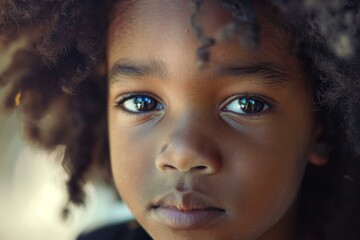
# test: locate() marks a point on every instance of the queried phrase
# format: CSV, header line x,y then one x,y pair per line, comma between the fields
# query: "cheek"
x,y
266,169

*Exercise prompt:*
Only what runs from the line containing "# format: CSV, header" through the final line of the entries above belongs in the answer, restated exactly.

*Solution to this task:*
# format: CSV, header line x,y then one x,y pair per line, comma between the fields
# query: "cheek"
x,y
266,169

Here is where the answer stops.